» WHAT TO DO: Render every line of the items below as a numbered list, leaving out any blank lines.

» RAW RECORDS:
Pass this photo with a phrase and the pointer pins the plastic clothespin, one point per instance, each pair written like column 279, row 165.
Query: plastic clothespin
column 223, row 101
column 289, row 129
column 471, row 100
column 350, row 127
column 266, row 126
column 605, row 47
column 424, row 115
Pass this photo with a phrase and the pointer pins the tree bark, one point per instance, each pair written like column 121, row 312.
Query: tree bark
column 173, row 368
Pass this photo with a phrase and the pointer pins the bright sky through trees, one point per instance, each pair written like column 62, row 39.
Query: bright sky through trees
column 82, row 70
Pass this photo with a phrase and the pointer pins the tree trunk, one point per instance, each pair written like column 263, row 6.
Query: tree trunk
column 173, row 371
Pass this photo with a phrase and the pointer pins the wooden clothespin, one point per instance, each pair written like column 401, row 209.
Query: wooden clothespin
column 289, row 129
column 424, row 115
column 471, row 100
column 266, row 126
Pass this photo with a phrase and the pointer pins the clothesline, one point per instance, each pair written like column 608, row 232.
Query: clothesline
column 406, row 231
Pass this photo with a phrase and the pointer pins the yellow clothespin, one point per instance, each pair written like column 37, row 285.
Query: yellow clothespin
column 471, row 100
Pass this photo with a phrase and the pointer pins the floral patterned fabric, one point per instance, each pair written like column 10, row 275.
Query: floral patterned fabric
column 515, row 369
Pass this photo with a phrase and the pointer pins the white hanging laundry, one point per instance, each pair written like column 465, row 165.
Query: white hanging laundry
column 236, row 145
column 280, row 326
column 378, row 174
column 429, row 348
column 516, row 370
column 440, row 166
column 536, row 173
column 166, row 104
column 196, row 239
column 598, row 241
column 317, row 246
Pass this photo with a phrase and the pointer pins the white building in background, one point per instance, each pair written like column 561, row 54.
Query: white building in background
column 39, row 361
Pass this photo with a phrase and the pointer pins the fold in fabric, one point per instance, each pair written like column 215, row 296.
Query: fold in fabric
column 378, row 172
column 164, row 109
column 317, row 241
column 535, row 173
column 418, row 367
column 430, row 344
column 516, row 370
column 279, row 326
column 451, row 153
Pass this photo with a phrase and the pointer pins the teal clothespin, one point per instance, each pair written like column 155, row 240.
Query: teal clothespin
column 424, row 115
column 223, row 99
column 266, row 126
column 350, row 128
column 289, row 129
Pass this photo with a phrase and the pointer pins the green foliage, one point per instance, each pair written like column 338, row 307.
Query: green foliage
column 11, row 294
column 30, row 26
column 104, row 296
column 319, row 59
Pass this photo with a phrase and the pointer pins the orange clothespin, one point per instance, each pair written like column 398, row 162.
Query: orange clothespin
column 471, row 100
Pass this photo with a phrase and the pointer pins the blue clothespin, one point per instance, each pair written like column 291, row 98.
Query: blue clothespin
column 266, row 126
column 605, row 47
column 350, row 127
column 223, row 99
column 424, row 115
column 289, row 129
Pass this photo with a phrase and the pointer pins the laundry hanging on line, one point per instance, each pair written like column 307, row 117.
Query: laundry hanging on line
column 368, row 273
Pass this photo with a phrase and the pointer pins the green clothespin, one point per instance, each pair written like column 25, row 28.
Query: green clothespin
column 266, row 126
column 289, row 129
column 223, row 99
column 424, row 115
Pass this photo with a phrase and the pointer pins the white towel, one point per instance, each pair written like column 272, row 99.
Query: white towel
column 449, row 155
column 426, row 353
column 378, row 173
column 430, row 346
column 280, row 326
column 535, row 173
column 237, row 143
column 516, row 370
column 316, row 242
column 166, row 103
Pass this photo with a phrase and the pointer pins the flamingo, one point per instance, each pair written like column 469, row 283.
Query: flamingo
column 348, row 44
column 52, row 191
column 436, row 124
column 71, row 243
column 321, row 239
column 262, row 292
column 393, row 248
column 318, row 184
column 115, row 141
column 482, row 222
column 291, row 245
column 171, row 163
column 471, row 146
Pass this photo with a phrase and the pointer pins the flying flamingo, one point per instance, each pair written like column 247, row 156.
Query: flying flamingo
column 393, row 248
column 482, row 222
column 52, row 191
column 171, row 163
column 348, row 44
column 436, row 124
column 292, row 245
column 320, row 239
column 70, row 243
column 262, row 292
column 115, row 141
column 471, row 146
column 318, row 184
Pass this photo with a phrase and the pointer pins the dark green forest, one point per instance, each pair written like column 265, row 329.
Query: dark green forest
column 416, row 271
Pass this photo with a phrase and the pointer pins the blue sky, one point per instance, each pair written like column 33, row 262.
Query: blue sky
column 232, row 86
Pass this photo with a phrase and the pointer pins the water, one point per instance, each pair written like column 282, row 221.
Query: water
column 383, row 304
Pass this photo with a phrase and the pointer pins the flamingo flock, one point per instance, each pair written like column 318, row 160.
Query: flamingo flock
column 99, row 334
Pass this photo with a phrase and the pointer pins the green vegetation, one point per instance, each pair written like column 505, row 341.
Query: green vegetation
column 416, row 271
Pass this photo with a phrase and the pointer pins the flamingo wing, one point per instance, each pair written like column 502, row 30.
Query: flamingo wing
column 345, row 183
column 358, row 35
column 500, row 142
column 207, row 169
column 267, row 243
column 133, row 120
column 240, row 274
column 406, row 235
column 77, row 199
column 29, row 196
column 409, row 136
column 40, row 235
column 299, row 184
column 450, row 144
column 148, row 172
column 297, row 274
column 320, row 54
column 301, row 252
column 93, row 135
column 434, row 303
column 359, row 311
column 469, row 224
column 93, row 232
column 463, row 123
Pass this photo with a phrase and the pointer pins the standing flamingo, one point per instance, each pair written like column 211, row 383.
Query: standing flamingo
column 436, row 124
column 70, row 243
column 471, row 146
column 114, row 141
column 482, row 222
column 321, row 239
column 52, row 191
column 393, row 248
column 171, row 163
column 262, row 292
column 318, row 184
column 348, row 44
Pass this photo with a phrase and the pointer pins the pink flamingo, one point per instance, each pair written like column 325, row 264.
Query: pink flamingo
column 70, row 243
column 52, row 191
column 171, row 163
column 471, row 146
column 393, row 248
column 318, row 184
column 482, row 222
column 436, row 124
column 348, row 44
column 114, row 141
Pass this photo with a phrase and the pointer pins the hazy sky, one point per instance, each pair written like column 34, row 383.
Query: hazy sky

» PROBLEM SOLUTION:
1. Pass this photo with a phrase and the pointer pins the plastic clothespin, one point per instance, each pair written like column 279, row 165.
2. Query: plastic clothespin
3. column 223, row 101
4. column 289, row 129
5. column 471, row 100
6. column 350, row 127
7. column 266, row 126
8. column 605, row 47
9. column 424, row 115
10. Pass this photo with a phrase and the pointer pins the tree bark, one point per instance, each pair written like column 121, row 312.
11. Query: tree bark
12. column 173, row 368
13. Pass this photo with a phrase and the pointer pins the bright sky through trees, one point per instance, each pair written like column 62, row 39.
14. Query: bright sky through trees
15. column 82, row 70
16. Pass this photo with a phrase and the pointer pins the tree trunk, one point per instance, each pair written like column 263, row 6.
17. Query: tree trunk
18. column 173, row 371
19. Pass this photo with a phrase and the pointer pins the wooden clothespin, one point per instance, each pair written like column 401, row 209.
20. Query: wooden clothespin
21. column 289, row 129
22. column 424, row 115
23. column 471, row 100
24. column 266, row 126
25. Pass this photo with a phrase and the pointer pins the clothesline, one point per instance, each pair written like column 608, row 232.
26. Query: clothesline
27. column 406, row 231
28. Pass this photo with a phrase and the pointer pins the yellow clothespin, one point per instance, each pair written like column 37, row 285.
29. Query: yellow clothespin
30. column 471, row 100
31. Pass this photo with a phrase and the pointer pins the floral patterned fabric, one point per instance, each pair written like column 10, row 275.
32. Query: floral patterned fabric
33. column 515, row 369
34. Pass this photo with a phrase and the pointer pins the white hanging laundry, one point per instance, each pair written like column 465, row 165.
35. Query: white hanging laundry
36. column 236, row 145
37. column 280, row 326
38. column 378, row 174
39. column 429, row 348
40. column 516, row 370
41. column 440, row 166
42. column 536, row 173
43. column 166, row 104
44. column 196, row 239
45. column 598, row 241
46. column 317, row 246
47. Pass this photo with a phrase and the pointer pins the white building in background, one point per instance, each pair written like column 561, row 54.
48. Query: white building in background
49. column 39, row 361
50. Pass this photo with a phrase and the pointer pins the fold in fabric, one point per instance, each pair written like column 215, row 296.
51. Query: fold in fabric
52. column 378, row 172
53. column 164, row 109
54. column 317, row 241
55. column 535, row 173
56. column 418, row 367
57. column 430, row 344
58. column 516, row 370
59. column 279, row 326
60. column 451, row 153
61. Pass this photo with a phrase and the pointer pins the teal clothespin, one point per instance, each pair written like column 155, row 240.
62. Query: teal clothespin
63. column 424, row 115
64. column 223, row 99
65. column 266, row 126
66. column 350, row 128
67. column 289, row 129
68. Pass this photo with a phrase and the pointer pins the green foliage, one point per instance, each pair written like column 338, row 307.
69. Query: green foliage
70. column 11, row 294
71. column 30, row 26
72. column 104, row 296
73. column 319, row 59
74. Pass this photo with a phrase and the pointer pins the orange clothespin, one point per instance, each pair written like column 398, row 162.
75. Query: orange clothespin
76. column 471, row 100
77. Pass this photo with a phrase and the pointer pins the blue clothespin, one point per instance, each pair written like column 291, row 98.
78. Query: blue clothespin
79. column 266, row 126
80. column 605, row 47
81. column 350, row 127
82. column 223, row 99
83. column 424, row 115
84. column 289, row 129
85. Pass this photo with a phrase and the pointer pins the laundry hanging on line, one point per instance, each pair written like column 307, row 117.
86. Query: laundry hanging on line
87. column 368, row 273
88. Pass this photo with a phrase and the pointer pins the green clothespin, one point per instance, each pair written like column 25, row 28.
89. Query: green clothespin
90. column 266, row 126
91. column 289, row 129
92. column 223, row 99
93. column 424, row 115
94. Pass this photo with a phrase and the pointer pins the white towel, one point per instance, each pair written like column 272, row 99.
95. Query: white towel
96. column 449, row 155
97. column 426, row 353
98. column 378, row 173
99. column 430, row 346
100. column 280, row 326
101. column 535, row 173
102. column 237, row 143
103. column 516, row 370
104. column 316, row 242
105. column 166, row 103
106. Pass this photo with a phrase and the pointer pins the flamingo, one point per instance, each pair written like column 469, row 283.
107. Query: flamingo
108. column 348, row 44
109. column 52, row 191
110. column 436, row 124
111. column 71, row 243
112. column 321, row 239
113. column 262, row 292
114. column 393, row 248
115. column 318, row 184
116. column 115, row 141
117. column 482, row 222
118. column 291, row 245
119. column 171, row 163
120. column 471, row 146
121. Pass this photo with a phrase and the pointer pins the flying flamingo, one point per instance, each pair written like column 247, row 156.
122. Query: flying flamingo
123. column 393, row 248
124. column 482, row 222
125. column 52, row 191
126. column 171, row 163
127. column 348, row 44
128. column 436, row 124
129. column 292, row 245
130. column 320, row 239
131. column 70, row 243
132. column 262, row 292
133. column 115, row 141
134. column 471, row 146
135. column 318, row 184
136. Pass this photo with a phrase and the pointer pins the dark green forest, one point per instance, each pair written like column 265, row 329.
137. Query: dark green forest
138. column 416, row 271
139. Pass this photo with a phrase and the pointer pins the blue sky, one point per instance, each pair written like column 33, row 262.
140. Query: blue sky
141. column 232, row 86
142. Pass this photo with a phrase and the pointer pins the water, one point per instance, each pair written like column 282, row 221.
143. Query: water
144. column 383, row 304
145. Pass this photo with a phrase and the pointer pins the flamingo flock, one point per instance, each pair written like column 318, row 160.
146. Query: flamingo flock
147. column 99, row 334
148. Pass this photo with a phrase and the pointer pins the green vegetation, one point per instance, each pair written like column 505, row 341.
149. Query: green vegetation
150. column 416, row 271
151. Pass this photo with a phrase and the pointer pins the flamingo wing, one point per instance, each pair written like column 502, row 30.
152. Query: flamingo wing
153. column 345, row 183
154. column 358, row 35
155. column 500, row 142
156. column 207, row 169
157. column 267, row 243
158. column 133, row 120
159. column 240, row 274
160. column 406, row 235
161. column 77, row 199
162. column 29, row 196
163. column 409, row 136
164. column 40, row 235
165. column 299, row 184
166. column 450, row 144
167. column 148, row 172
168. column 297, row 274
169. column 320, row 54
170. column 301, row 252
171. column 93, row 135
172. column 434, row 303
173. column 359, row 311
174. column 469, row 224
175. column 93, row 232
176. column 463, row 123
177. Pass this photo with a phrase and the pointer pins the standing flamingo, one point per instance, each pair written like column 211, row 383.
178. Query: standing flamingo
179. column 436, row 124
180. column 70, row 243
181. column 471, row 146
182. column 114, row 141
183. column 482, row 222
184. column 321, row 239
185. column 52, row 191
186. column 393, row 248
187. column 171, row 163
188. column 262, row 292
189. column 318, row 184
190. column 348, row 44
191. Pass this photo with a phrase and the pointer pins the pink flamingo, one point per instance, each pair written like column 325, row 264.
192. Query: pink flamingo
193. column 70, row 243
194. column 52, row 191
195. column 171, row 163
196. column 471, row 146
197. column 393, row 248
198. column 318, row 184
199. column 482, row 222
200. column 436, row 124
201. column 348, row 44
202. column 114, row 141
203. Pass this photo with a phrase and the pointer pins the hazy sky, one point per instance, each pair written like column 34, row 383.
204. Query: hazy sky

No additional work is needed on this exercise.